— start —
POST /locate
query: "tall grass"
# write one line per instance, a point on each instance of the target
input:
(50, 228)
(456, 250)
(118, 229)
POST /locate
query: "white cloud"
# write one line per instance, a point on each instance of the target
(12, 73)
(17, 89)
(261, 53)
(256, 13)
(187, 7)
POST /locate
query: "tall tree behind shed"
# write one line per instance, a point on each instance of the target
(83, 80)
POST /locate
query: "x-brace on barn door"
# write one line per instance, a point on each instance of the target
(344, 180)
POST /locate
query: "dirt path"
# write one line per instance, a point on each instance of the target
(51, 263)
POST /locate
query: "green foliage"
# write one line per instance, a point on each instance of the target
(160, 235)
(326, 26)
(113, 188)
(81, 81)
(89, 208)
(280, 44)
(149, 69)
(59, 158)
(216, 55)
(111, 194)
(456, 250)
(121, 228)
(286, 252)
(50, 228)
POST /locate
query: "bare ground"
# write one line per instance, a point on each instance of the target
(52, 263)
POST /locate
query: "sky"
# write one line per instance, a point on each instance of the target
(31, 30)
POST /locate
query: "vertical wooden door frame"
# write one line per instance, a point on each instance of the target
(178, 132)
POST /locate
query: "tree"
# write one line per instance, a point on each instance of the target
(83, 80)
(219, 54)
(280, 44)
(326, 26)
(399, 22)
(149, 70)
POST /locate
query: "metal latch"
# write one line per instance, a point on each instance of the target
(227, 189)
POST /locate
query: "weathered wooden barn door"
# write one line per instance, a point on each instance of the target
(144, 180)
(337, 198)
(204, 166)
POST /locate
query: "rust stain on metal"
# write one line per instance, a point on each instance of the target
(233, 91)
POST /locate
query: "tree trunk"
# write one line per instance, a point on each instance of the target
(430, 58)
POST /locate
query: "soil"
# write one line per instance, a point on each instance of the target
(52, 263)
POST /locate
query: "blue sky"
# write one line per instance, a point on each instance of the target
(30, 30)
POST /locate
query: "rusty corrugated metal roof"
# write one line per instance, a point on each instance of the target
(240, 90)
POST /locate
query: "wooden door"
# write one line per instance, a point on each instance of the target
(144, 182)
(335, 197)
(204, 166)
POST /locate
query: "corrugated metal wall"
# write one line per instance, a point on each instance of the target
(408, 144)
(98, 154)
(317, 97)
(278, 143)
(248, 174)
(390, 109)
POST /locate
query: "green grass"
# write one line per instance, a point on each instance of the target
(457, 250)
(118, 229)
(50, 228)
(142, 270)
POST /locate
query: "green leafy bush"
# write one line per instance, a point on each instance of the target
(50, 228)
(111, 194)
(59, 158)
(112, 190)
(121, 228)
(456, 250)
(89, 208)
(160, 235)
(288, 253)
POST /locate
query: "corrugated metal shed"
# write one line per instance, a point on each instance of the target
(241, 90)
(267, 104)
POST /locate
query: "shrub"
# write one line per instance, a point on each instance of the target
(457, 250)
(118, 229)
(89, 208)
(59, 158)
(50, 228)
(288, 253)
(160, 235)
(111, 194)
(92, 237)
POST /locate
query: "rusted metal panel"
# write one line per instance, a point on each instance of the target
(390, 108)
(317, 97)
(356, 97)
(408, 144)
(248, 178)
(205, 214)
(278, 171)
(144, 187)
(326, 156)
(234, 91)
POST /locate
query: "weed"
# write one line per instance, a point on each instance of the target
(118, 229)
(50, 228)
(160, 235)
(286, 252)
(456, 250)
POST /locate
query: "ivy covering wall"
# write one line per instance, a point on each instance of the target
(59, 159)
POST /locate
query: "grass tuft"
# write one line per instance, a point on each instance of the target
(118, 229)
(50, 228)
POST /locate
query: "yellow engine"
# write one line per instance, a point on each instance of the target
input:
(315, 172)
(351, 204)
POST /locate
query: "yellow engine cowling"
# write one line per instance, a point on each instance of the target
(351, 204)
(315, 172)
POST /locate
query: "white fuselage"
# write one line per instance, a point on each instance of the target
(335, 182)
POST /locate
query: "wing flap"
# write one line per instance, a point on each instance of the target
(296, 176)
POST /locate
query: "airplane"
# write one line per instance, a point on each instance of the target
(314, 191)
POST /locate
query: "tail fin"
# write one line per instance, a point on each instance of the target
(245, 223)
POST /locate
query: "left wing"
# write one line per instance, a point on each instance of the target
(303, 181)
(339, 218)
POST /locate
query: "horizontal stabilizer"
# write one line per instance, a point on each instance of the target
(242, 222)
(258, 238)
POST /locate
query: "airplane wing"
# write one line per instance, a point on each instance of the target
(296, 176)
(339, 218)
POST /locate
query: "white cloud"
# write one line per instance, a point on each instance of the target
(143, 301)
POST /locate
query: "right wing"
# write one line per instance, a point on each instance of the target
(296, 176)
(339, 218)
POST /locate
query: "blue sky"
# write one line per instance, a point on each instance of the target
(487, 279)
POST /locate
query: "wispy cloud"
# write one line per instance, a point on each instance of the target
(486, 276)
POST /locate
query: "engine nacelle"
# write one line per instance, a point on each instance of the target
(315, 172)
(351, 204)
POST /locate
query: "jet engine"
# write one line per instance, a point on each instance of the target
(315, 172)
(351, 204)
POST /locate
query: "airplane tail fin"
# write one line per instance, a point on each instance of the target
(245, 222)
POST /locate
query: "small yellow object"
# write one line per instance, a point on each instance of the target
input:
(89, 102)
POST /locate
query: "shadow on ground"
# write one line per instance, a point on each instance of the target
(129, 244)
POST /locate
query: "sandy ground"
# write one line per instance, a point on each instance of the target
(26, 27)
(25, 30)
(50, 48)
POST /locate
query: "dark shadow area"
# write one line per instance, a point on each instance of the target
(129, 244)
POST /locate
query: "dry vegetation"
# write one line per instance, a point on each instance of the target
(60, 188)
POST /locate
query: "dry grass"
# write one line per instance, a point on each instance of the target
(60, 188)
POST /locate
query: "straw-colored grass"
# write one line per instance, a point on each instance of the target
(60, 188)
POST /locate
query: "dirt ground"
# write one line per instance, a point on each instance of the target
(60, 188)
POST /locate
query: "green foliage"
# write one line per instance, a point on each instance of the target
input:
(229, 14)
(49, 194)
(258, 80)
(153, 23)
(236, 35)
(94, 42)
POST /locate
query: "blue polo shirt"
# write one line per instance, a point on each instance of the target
— end —
Output every line above without altering anything.

POST /locate
query: "tall grass"
# write one line per instance, a point on each instance of the target
input:
(50, 228)
(456, 250)
(118, 229)
POST /locate
query: "white cloud"
# write one line per instance, a point on each instance of the target
(12, 73)
(17, 89)
(261, 53)
(256, 13)
(187, 7)
POST /locate
query: "tall tree behind shed"
# write one line per instance, a point on each instance of the target
(83, 80)
POST /locate
query: "x-brace on barn door"
# write one line per instance, a point on each instance of the target
(344, 180)
POST /locate
query: "dirt path"
# write one line per instance, a point on each instance of the target
(51, 263)
POST /locate
query: "green foliage"
# write one line per instance, a point on each instance of the target
(160, 235)
(326, 26)
(113, 188)
(81, 81)
(89, 208)
(280, 44)
(149, 69)
(59, 158)
(216, 55)
(111, 194)
(456, 250)
(121, 228)
(286, 252)
(50, 228)
POST /locate
query: "bare ground"
# write one line per instance, a point on each instance of the target
(52, 263)
POST /locate
query: "sky"
# write one line per instance, a point on each instance of the target
(31, 30)
POST /locate
query: "vertical wooden door frame"
# write one line per instance, a point on each instance of the target
(178, 132)
POST /locate
query: "tree"
# write one line per instance, a point on each instance of the target
(83, 80)
(219, 54)
(280, 44)
(326, 26)
(399, 22)
(149, 70)
POST /locate
query: "metal latch"
# write one line per instance, a point on each instance of the target
(227, 189)
POST /locate
query: "weathered wooden barn door"
# write one line per instance, a point on each instance of the target
(144, 180)
(337, 198)
(204, 166)
POST /locate
query: "rust stain on metal"
# write one line per instance, a point on each instance of the target
(233, 91)
POST /locate
query: "tree trunk"
# write one line per instance, a point on each instance of the target
(430, 58)
POST /locate
query: "soil"
# write one line per instance, a point on each instance of the target
(52, 263)
POST /locate
query: "blue sky"
# write one line per instance, a point on each instance of the target
(30, 30)
POST /locate
query: "rusty corrugated metal roof"
# write one line per instance, a point on each instance of the target
(240, 90)
POST /locate
query: "wooden door"
# write one line per instance, a point on each instance of the target
(144, 182)
(335, 197)
(204, 166)
POST /locate
query: "corrugated metal wall"
# write one line per instance, a point on each instance of the target
(408, 144)
(98, 154)
(317, 97)
(278, 143)
(248, 174)
(390, 109)
POST /locate
query: "green grass"
# write one line per instance, a point on each instance of the target
(457, 250)
(118, 229)
(50, 228)
(142, 270)
POST /locate
query: "green leafy bush"
# write one line per instance, a point on each instance of the target
(50, 228)
(111, 194)
(59, 158)
(112, 190)
(121, 228)
(456, 250)
(89, 208)
(160, 235)
(288, 253)
POST /locate
query: "corrugated metal shed"
# write one line per instance, a point on each instance of the target
(241, 90)
(267, 104)
POST /locate
query: "shrub"
# write one line per instance, a point on each instance of the target
(457, 250)
(118, 229)
(89, 208)
(59, 158)
(50, 228)
(288, 253)
(160, 235)
(111, 194)
(92, 237)
POST /locate
query: "rusted metal panel"
# write one line per instance, a point on each instance of the target
(390, 108)
(317, 97)
(356, 97)
(408, 144)
(248, 178)
(205, 214)
(278, 171)
(144, 187)
(326, 156)
(234, 91)
POST /locate
query: "weed"
# write one line per instance, a point on each instance of the target
(118, 229)
(50, 228)
(160, 235)
(286, 252)
(456, 250)
POST /locate
query: "ivy covering wall"
# write one line per instance, a point on each instance of the target
(59, 159)
POST /locate
query: "grass tuft"
# write one line per instance, a point on each instance of the target
(118, 229)
(50, 228)
POST /locate
query: "yellow engine"
# write one line per instance, a point on each instance of the target
input:
(315, 172)
(351, 204)
POST /locate
query: "yellow engine cowling"
# write one line per instance, a point on each instance of the target
(351, 204)
(315, 172)
POST /locate
query: "white fuselage"
# write one line per instance, a point on each instance of the target
(335, 182)
POST /locate
query: "wing flap"
# write one line per instance, a point on each instance of the target
(296, 176)
POST /locate
query: "airplane"
# write one line per instance, a point on each instance of the target
(314, 191)
POST /locate
query: "tail fin"
# write one line per instance, a point on each instance of the target
(245, 223)
POST /locate
query: "left wing"
# write one line per instance, a point on each instance of the target
(303, 181)
(339, 218)
POST /locate
query: "horizontal stabilizer"
# write one line per instance, a point on each instance of the target
(242, 222)
(258, 238)
POST /locate
query: "airplane wing"
# write one line per instance, a point on each instance of the target
(296, 176)
(339, 218)
POST /locate
query: "white cloud"
# write one line per instance, a point on each instance of the target
(143, 301)
POST /locate
query: "right wing"
# write one line per instance, a point on each instance of the target
(296, 176)
(339, 218)
POST /locate
query: "blue sky"
# write one line per instance, a point on each instance of the target
(487, 279)
POST /locate
query: "wispy cloud"
# write one line per instance, a point on each instance of the target
(486, 276)
POST /locate
query: "engine nacelle"
# write one line per instance, a point on each instance of the target
(315, 172)
(351, 204)
POST /locate
query: "jet engine"
# write one line per instance, a point on each instance of the target
(315, 172)
(351, 204)
POST /locate
query: "airplane tail fin"
# write one line per instance, a point on each instance of the target
(245, 222)
POST /locate
query: "small yellow object"
# write one line per instance, a point on each instance of the target
input:
(89, 102)
POST /locate
query: "shadow on ground"
# write one line per instance, a point on each instance of the target
(129, 244)
POST /locate
query: "sandy ground"
# write one line per instance, a point on each instance of the target
(26, 27)
(25, 30)
(50, 48)
POST /locate
query: "dark shadow area"
# write one line per instance, a point on each instance of the target
(129, 244)
POST /locate
query: "dry vegetation"
# write one line per instance, a point on each instance of the target
(60, 188)
POST /locate
query: "dry grass"
# write one line per instance, a point on each instance of the target
(60, 188)
POST /locate
query: "straw-colored grass"
# write one line per instance, a point on each instance of the target
(60, 188)
POST /locate
query: "dirt ground"
# write one line per instance, a point on each instance of the target
(60, 188)
POST /locate
query: "green foliage"
# write one line per instance, a point on each instance of the target
input:
(229, 14)
(49, 194)
(258, 80)
(153, 23)
(236, 35)
(94, 42)
POST /locate
query: "blue polo shirt"
# write one line per instance, a point on each instance of the target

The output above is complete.